Deine Aufgabe: Schreib alle Titel auf, die im Interview unten in Anführungszeichen stehen. Nenne jeden Titel nur einmal.

Der Text:
>>>

LETZTE INSTANZ: Interview mit holly d.

22.04.2007 | 15:04

Mit "Wir sind Gold" ist ein neues Album der LETZTEn INSTANZ erschienen. Was lag näher als erneut holly d. ein paar Details aus dem Bart zu kitzeln.


Holger:
Blicken wir vielleicht zuerst einmal kurz zurück. Wie betrachtet ihr die Entwicklung der INSTANZ nach "Götter"? Was hat sich verändert? Wie lange hat es gedauert bis Holly von den eingefleischten Fans akzeptiert wurde oder dauert es eventuell gar noch an?

Holly D.
Eins nach dem Anderen: Die INSTANZ ist reifer geworden. Das ist wohl der Hauptgedanke.
Als wir uns nach unserer Zwangspause mit "Ins Licht" zurück meldeten, waren die Leute vor allem wohl froh, dass es überhaupt weiter geht. Dem entsprechend ging es recht fix mit der Akzeptanz.

Holger:
Holly musste in sehr große Fußstapfen treten, da Robin vor allem live eine magische Ausstrahlung hatte. Wie groß war/ist der Druck auf Holly? Erinnerungen an die ersten Konzerte?!

Holly D.
Nun, Holly ist eine eigenständige Persönlichkeit, die auf der Bühne ebenso ihren Mann stehen kann. Holly musste sich natürlich reinfinden und mit dem Album "Wir sind Gold" ist er auch angekommen.

Holger:
Gibt es Songs, die ihr nicht mehr bringen werdet, da Holly der textliche Inhalt zu persönlich ist und er ihn nicht authentisch reproduzieren kann, da die ursprüngliche Emotion ja von Robin kam?

Holly D.
Interpretationen haben generell ja nichts mit dem Original zu tun und auch da macht Holly das eigentlich gut.

<<<

Gezeigtes Material:

>>>

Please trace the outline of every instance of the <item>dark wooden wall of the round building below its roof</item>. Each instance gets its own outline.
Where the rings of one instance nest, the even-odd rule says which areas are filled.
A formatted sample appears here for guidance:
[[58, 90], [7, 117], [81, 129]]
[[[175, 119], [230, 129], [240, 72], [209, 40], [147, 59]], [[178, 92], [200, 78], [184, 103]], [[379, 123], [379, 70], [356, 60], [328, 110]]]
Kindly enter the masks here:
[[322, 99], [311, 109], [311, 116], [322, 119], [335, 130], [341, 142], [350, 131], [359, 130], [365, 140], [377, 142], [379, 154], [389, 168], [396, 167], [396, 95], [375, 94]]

<<<

Die Lösung: „Wir sind Gold“, „Götter“, „Ins Licht“